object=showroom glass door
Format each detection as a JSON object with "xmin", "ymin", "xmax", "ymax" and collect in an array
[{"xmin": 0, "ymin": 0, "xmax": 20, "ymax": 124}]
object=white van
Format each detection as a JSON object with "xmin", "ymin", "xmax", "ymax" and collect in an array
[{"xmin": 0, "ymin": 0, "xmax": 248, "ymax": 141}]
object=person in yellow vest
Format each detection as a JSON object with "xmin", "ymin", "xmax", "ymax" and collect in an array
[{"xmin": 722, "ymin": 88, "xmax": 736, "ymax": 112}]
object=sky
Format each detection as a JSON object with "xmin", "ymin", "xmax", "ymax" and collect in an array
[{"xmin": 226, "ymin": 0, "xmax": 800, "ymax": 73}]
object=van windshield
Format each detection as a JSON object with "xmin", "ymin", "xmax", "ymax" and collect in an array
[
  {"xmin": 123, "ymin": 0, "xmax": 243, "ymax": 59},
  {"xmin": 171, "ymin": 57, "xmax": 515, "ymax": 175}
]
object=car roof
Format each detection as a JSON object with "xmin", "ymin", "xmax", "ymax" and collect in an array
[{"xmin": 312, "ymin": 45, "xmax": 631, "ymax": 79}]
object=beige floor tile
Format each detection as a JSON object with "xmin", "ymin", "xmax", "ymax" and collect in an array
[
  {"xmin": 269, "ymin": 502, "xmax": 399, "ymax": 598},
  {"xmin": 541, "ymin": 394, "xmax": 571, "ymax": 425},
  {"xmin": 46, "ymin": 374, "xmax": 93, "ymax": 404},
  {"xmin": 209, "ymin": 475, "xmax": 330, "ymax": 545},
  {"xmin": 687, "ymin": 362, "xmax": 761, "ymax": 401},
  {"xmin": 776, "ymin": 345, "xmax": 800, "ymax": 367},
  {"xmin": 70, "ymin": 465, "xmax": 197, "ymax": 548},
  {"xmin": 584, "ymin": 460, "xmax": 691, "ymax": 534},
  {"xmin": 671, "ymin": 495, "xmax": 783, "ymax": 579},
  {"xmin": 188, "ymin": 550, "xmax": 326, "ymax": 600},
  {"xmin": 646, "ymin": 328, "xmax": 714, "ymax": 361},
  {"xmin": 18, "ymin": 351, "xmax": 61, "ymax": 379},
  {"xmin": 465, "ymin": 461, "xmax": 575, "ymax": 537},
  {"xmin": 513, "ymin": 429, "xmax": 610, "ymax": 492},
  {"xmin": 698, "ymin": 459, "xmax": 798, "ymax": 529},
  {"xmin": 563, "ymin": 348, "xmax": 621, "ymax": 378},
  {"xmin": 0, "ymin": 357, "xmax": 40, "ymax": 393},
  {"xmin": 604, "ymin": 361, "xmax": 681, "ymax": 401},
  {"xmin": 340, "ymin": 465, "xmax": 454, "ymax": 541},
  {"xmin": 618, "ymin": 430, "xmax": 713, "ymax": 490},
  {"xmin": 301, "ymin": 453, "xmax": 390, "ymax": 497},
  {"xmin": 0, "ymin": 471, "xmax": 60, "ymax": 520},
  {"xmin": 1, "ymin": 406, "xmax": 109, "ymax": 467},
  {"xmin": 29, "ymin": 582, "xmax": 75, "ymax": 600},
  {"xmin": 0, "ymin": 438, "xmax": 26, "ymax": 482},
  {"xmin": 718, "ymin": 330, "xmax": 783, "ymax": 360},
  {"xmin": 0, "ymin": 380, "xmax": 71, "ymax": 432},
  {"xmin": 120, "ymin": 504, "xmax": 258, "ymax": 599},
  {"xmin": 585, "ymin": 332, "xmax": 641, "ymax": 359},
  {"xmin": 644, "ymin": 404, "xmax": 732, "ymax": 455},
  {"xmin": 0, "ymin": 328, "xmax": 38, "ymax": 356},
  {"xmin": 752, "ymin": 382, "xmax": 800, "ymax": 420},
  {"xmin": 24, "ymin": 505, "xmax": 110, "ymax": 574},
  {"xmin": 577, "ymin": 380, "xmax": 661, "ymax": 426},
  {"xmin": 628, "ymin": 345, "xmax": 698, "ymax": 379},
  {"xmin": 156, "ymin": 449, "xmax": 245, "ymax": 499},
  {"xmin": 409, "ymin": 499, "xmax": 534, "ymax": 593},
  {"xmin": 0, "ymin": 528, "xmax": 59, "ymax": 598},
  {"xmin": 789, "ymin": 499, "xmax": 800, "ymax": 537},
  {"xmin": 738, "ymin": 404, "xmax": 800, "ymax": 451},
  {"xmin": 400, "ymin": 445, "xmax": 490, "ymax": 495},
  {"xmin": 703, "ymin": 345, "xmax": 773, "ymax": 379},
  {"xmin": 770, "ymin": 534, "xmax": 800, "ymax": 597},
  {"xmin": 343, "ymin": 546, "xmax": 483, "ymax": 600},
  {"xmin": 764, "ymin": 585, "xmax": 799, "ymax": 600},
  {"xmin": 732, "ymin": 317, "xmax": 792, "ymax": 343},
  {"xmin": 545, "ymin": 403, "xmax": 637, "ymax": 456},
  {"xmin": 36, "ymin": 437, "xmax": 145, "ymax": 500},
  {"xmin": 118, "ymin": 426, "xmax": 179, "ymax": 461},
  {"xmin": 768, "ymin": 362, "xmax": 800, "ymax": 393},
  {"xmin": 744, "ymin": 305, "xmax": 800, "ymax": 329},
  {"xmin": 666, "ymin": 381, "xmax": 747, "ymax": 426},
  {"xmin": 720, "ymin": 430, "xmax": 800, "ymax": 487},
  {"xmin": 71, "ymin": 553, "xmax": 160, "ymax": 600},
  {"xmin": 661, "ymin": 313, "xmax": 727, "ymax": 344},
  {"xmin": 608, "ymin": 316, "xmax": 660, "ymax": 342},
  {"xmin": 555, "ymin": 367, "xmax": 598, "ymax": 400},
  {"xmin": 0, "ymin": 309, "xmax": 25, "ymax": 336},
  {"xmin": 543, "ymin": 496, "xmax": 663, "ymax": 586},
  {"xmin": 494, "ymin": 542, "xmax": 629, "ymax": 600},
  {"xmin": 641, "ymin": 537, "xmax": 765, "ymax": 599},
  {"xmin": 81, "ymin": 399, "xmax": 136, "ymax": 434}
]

-.-.-

### [Directions]
Output the full listing exactly as it stands.

### [Your response]
object=showroom glass door
Format each detection as a JSON object with "xmin", "ymin", "xmax", "ymax" and collect in an array
[{"xmin": 0, "ymin": 0, "xmax": 20, "ymax": 124}]
object=white van
Format each detection as a JSON object with "xmin", "ymin", "xmax", "ymax" and collect in an array
[{"xmin": 0, "ymin": 0, "xmax": 248, "ymax": 141}]
object=person in yellow vest
Format each detection as a JSON object with "xmin", "ymin", "xmax", "ymax" and collect in an array
[{"xmin": 722, "ymin": 88, "xmax": 736, "ymax": 112}]
object=sky
Format each detection as a JSON object with "xmin", "ymin", "xmax", "ymax" and collect in an array
[{"xmin": 226, "ymin": 0, "xmax": 800, "ymax": 73}]
object=van windshield
Format each detection as a JSON object with "xmin", "ymin", "xmax", "ymax" and collect in an array
[
  {"xmin": 123, "ymin": 0, "xmax": 243, "ymax": 59},
  {"xmin": 171, "ymin": 57, "xmax": 515, "ymax": 175}
]
object=car roof
Format each detection as a JSON object with "xmin", "ymin", "xmax", "ymax" and collect in an array
[{"xmin": 312, "ymin": 45, "xmax": 631, "ymax": 79}]
object=beige floor tile
Format each detection as a JSON object with "xmin", "ymin", "xmax", "ymax" and collect in an array
[
  {"xmin": 269, "ymin": 502, "xmax": 399, "ymax": 598},
  {"xmin": 541, "ymin": 394, "xmax": 571, "ymax": 425},
  {"xmin": 46, "ymin": 374, "xmax": 93, "ymax": 404},
  {"xmin": 209, "ymin": 475, "xmax": 330, "ymax": 545},
  {"xmin": 687, "ymin": 362, "xmax": 761, "ymax": 401},
  {"xmin": 776, "ymin": 345, "xmax": 800, "ymax": 367},
  {"xmin": 70, "ymin": 465, "xmax": 197, "ymax": 548},
  {"xmin": 584, "ymin": 460, "xmax": 691, "ymax": 534},
  {"xmin": 671, "ymin": 495, "xmax": 783, "ymax": 579},
  {"xmin": 188, "ymin": 550, "xmax": 326, "ymax": 600},
  {"xmin": 646, "ymin": 328, "xmax": 714, "ymax": 361},
  {"xmin": 18, "ymin": 351, "xmax": 61, "ymax": 379},
  {"xmin": 465, "ymin": 461, "xmax": 575, "ymax": 537},
  {"xmin": 513, "ymin": 429, "xmax": 610, "ymax": 492},
  {"xmin": 698, "ymin": 459, "xmax": 798, "ymax": 529},
  {"xmin": 563, "ymin": 348, "xmax": 621, "ymax": 378},
  {"xmin": 0, "ymin": 357, "xmax": 40, "ymax": 393},
  {"xmin": 604, "ymin": 361, "xmax": 681, "ymax": 401},
  {"xmin": 340, "ymin": 465, "xmax": 454, "ymax": 541},
  {"xmin": 618, "ymin": 430, "xmax": 713, "ymax": 490},
  {"xmin": 301, "ymin": 453, "xmax": 390, "ymax": 497},
  {"xmin": 0, "ymin": 471, "xmax": 60, "ymax": 520},
  {"xmin": 1, "ymin": 406, "xmax": 109, "ymax": 467},
  {"xmin": 29, "ymin": 582, "xmax": 75, "ymax": 600},
  {"xmin": 0, "ymin": 438, "xmax": 26, "ymax": 482},
  {"xmin": 718, "ymin": 330, "xmax": 783, "ymax": 360},
  {"xmin": 0, "ymin": 380, "xmax": 71, "ymax": 432},
  {"xmin": 120, "ymin": 504, "xmax": 258, "ymax": 599},
  {"xmin": 585, "ymin": 332, "xmax": 641, "ymax": 359},
  {"xmin": 644, "ymin": 404, "xmax": 732, "ymax": 455},
  {"xmin": 0, "ymin": 328, "xmax": 38, "ymax": 356},
  {"xmin": 752, "ymin": 382, "xmax": 800, "ymax": 420},
  {"xmin": 24, "ymin": 505, "xmax": 110, "ymax": 574},
  {"xmin": 577, "ymin": 380, "xmax": 661, "ymax": 426},
  {"xmin": 628, "ymin": 345, "xmax": 698, "ymax": 379},
  {"xmin": 156, "ymin": 449, "xmax": 245, "ymax": 499},
  {"xmin": 409, "ymin": 499, "xmax": 534, "ymax": 593},
  {"xmin": 0, "ymin": 528, "xmax": 59, "ymax": 598},
  {"xmin": 789, "ymin": 499, "xmax": 800, "ymax": 537},
  {"xmin": 738, "ymin": 404, "xmax": 800, "ymax": 451},
  {"xmin": 400, "ymin": 445, "xmax": 490, "ymax": 495},
  {"xmin": 703, "ymin": 345, "xmax": 773, "ymax": 379},
  {"xmin": 770, "ymin": 534, "xmax": 800, "ymax": 597},
  {"xmin": 343, "ymin": 546, "xmax": 483, "ymax": 600},
  {"xmin": 764, "ymin": 585, "xmax": 799, "ymax": 600},
  {"xmin": 732, "ymin": 317, "xmax": 792, "ymax": 343},
  {"xmin": 545, "ymin": 403, "xmax": 637, "ymax": 456},
  {"xmin": 36, "ymin": 437, "xmax": 145, "ymax": 500},
  {"xmin": 118, "ymin": 426, "xmax": 179, "ymax": 461},
  {"xmin": 768, "ymin": 362, "xmax": 800, "ymax": 393},
  {"xmin": 744, "ymin": 305, "xmax": 800, "ymax": 329},
  {"xmin": 666, "ymin": 381, "xmax": 747, "ymax": 426},
  {"xmin": 720, "ymin": 430, "xmax": 800, "ymax": 487},
  {"xmin": 71, "ymin": 553, "xmax": 160, "ymax": 600},
  {"xmin": 661, "ymin": 313, "xmax": 727, "ymax": 344},
  {"xmin": 608, "ymin": 316, "xmax": 660, "ymax": 342},
  {"xmin": 555, "ymin": 367, "xmax": 598, "ymax": 400},
  {"xmin": 0, "ymin": 309, "xmax": 25, "ymax": 336},
  {"xmin": 543, "ymin": 496, "xmax": 663, "ymax": 586},
  {"xmin": 494, "ymin": 542, "xmax": 629, "ymax": 600},
  {"xmin": 641, "ymin": 537, "xmax": 765, "ymax": 599},
  {"xmin": 81, "ymin": 399, "xmax": 136, "ymax": 434}
]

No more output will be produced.